▶ **Your objective**
Turn the material below into a numbered list, one entry per line, starting with the line that contains "Find the archway" and going on through the last line of the material. Leave out blank lines.

▶ **Listing**
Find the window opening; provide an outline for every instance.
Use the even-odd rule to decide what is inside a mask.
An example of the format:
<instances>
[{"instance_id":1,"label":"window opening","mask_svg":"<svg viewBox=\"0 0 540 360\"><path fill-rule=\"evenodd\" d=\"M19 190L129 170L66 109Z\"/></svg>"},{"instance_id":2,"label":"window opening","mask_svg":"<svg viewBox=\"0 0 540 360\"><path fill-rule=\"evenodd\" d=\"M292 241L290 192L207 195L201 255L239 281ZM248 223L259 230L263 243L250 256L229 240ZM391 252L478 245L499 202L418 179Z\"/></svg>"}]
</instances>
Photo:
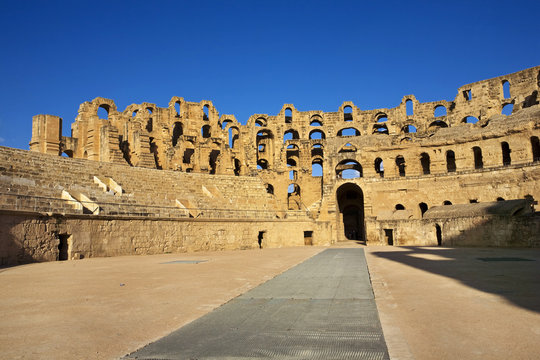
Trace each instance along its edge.
<instances>
[{"instance_id":1,"label":"window opening","mask_svg":"<svg viewBox=\"0 0 540 360\"><path fill-rule=\"evenodd\" d=\"M456 171L456 154L452 150L446 152L446 170L448 172Z\"/></svg>"},{"instance_id":2,"label":"window opening","mask_svg":"<svg viewBox=\"0 0 540 360\"><path fill-rule=\"evenodd\" d=\"M473 147L473 154L474 154L474 168L482 169L484 167L484 161L482 159L482 149L480 149L478 146Z\"/></svg>"},{"instance_id":3,"label":"window opening","mask_svg":"<svg viewBox=\"0 0 540 360\"><path fill-rule=\"evenodd\" d=\"M427 153L420 154L420 164L422 165L422 173L429 175L431 173L429 155Z\"/></svg>"},{"instance_id":4,"label":"window opening","mask_svg":"<svg viewBox=\"0 0 540 360\"><path fill-rule=\"evenodd\" d=\"M375 172L379 174L380 177L384 177L384 164L381 158L375 159Z\"/></svg>"},{"instance_id":5,"label":"window opening","mask_svg":"<svg viewBox=\"0 0 540 360\"><path fill-rule=\"evenodd\" d=\"M304 245L313 245L313 231L304 231Z\"/></svg>"},{"instance_id":6,"label":"window opening","mask_svg":"<svg viewBox=\"0 0 540 360\"><path fill-rule=\"evenodd\" d=\"M508 82L508 80L503 81L503 97L505 99L510 98L510 83Z\"/></svg>"},{"instance_id":7,"label":"window opening","mask_svg":"<svg viewBox=\"0 0 540 360\"><path fill-rule=\"evenodd\" d=\"M424 214L428 210L427 204L426 203L420 203L420 204L418 204L418 207L420 208L420 214L422 215L422 217L424 217Z\"/></svg>"},{"instance_id":8,"label":"window opening","mask_svg":"<svg viewBox=\"0 0 540 360\"><path fill-rule=\"evenodd\" d=\"M285 109L285 123L292 123L292 110L290 108Z\"/></svg>"},{"instance_id":9,"label":"window opening","mask_svg":"<svg viewBox=\"0 0 540 360\"><path fill-rule=\"evenodd\" d=\"M394 245L394 229L384 229L384 237L388 245Z\"/></svg>"},{"instance_id":10,"label":"window opening","mask_svg":"<svg viewBox=\"0 0 540 360\"><path fill-rule=\"evenodd\" d=\"M399 155L396 157L396 166L398 168L399 176L405 176L405 159Z\"/></svg>"},{"instance_id":11,"label":"window opening","mask_svg":"<svg viewBox=\"0 0 540 360\"><path fill-rule=\"evenodd\" d=\"M538 136L531 136L531 147L533 161L540 161L540 141L538 140Z\"/></svg>"},{"instance_id":12,"label":"window opening","mask_svg":"<svg viewBox=\"0 0 540 360\"><path fill-rule=\"evenodd\" d=\"M414 114L414 104L411 99L405 101L405 108L407 111L407 116L412 116Z\"/></svg>"},{"instance_id":13,"label":"window opening","mask_svg":"<svg viewBox=\"0 0 540 360\"><path fill-rule=\"evenodd\" d=\"M433 111L433 116L434 117L446 116L446 107L444 107L443 105L435 106L435 110Z\"/></svg>"},{"instance_id":14,"label":"window opening","mask_svg":"<svg viewBox=\"0 0 540 360\"><path fill-rule=\"evenodd\" d=\"M501 114L509 116L509 115L512 115L513 110L514 110L514 104L506 104L503 106Z\"/></svg>"},{"instance_id":15,"label":"window opening","mask_svg":"<svg viewBox=\"0 0 540 360\"><path fill-rule=\"evenodd\" d=\"M352 107L350 107L349 105L345 106L343 108L343 120L345 121L352 121L353 118L352 118Z\"/></svg>"},{"instance_id":16,"label":"window opening","mask_svg":"<svg viewBox=\"0 0 540 360\"><path fill-rule=\"evenodd\" d=\"M510 157L510 153L512 152L510 150L510 145L506 141L501 143L501 150L503 155L503 165L508 166L512 163L512 158Z\"/></svg>"}]
</instances>

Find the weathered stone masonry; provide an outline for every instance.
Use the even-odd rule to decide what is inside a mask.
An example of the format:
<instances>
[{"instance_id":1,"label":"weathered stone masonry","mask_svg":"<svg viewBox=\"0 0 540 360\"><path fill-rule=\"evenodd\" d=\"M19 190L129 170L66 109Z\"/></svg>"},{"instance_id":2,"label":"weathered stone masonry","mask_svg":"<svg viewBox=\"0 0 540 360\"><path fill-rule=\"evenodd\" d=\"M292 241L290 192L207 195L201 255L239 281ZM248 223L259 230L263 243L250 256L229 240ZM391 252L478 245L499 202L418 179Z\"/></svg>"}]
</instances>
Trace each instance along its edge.
<instances>
[{"instance_id":1,"label":"weathered stone masonry","mask_svg":"<svg viewBox=\"0 0 540 360\"><path fill-rule=\"evenodd\" d=\"M344 102L336 112L285 104L246 125L206 100L173 97L166 108L143 103L120 112L96 98L81 104L71 137L61 135L59 117L37 115L32 152L1 149L2 208L15 218L27 212L26 225L8 226L19 229L17 244L29 244L28 234L58 216L76 224L50 232L53 243L58 231L69 234L71 257L245 248L259 238L264 246L346 239L539 246L539 90L537 66L462 86L452 101L407 95L394 108ZM30 231L26 222L36 219L28 214L37 213L41 223ZM92 228L104 216L116 225ZM162 228L174 235L152 229L145 246L121 235L125 223L144 228L165 219ZM189 245L179 240L202 219L210 233ZM258 221L273 225L257 229ZM83 236L84 227L93 235ZM121 235L121 243L99 243L102 230ZM47 256L16 261L57 257L49 247Z\"/></svg>"}]
</instances>

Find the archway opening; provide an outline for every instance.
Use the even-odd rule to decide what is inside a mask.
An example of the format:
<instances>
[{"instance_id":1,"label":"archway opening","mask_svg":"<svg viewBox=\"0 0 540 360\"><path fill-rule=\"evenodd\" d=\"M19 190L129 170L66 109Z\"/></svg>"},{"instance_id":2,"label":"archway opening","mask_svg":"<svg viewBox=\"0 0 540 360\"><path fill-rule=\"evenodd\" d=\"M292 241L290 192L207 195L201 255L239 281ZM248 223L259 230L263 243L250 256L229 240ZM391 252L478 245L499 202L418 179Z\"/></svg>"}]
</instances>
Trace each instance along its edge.
<instances>
[{"instance_id":1,"label":"archway opening","mask_svg":"<svg viewBox=\"0 0 540 360\"><path fill-rule=\"evenodd\" d=\"M365 241L364 193L356 184L341 185L336 192L339 230L348 240ZM340 236L341 237L341 236Z\"/></svg>"}]
</instances>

▶ **Solution to this exercise**
1. Find the archway opening; provide an outline for every instance.
2. Use the even-odd rule to decide what is inside a mask.
3. An example of the format:
4. <instances>
5. [{"instance_id":1,"label":"archway opening","mask_svg":"<svg viewBox=\"0 0 540 360\"><path fill-rule=\"evenodd\" d=\"M19 190L129 170L66 109Z\"/></svg>"},{"instance_id":2,"label":"archway opening","mask_svg":"<svg viewBox=\"0 0 540 360\"><path fill-rule=\"evenodd\" d=\"M292 241L290 192L207 195L201 255L239 281ZM248 223L259 230L263 243L250 256L229 240ZM391 252L478 245L499 202L418 179Z\"/></svg>"}]
6. </instances>
7. Trace each instance along its edge.
8. <instances>
9. [{"instance_id":1,"label":"archway opening","mask_svg":"<svg viewBox=\"0 0 540 360\"><path fill-rule=\"evenodd\" d=\"M365 241L364 193L356 184L341 185L336 192L339 230L348 240ZM340 236L341 237L341 236Z\"/></svg>"}]
10. </instances>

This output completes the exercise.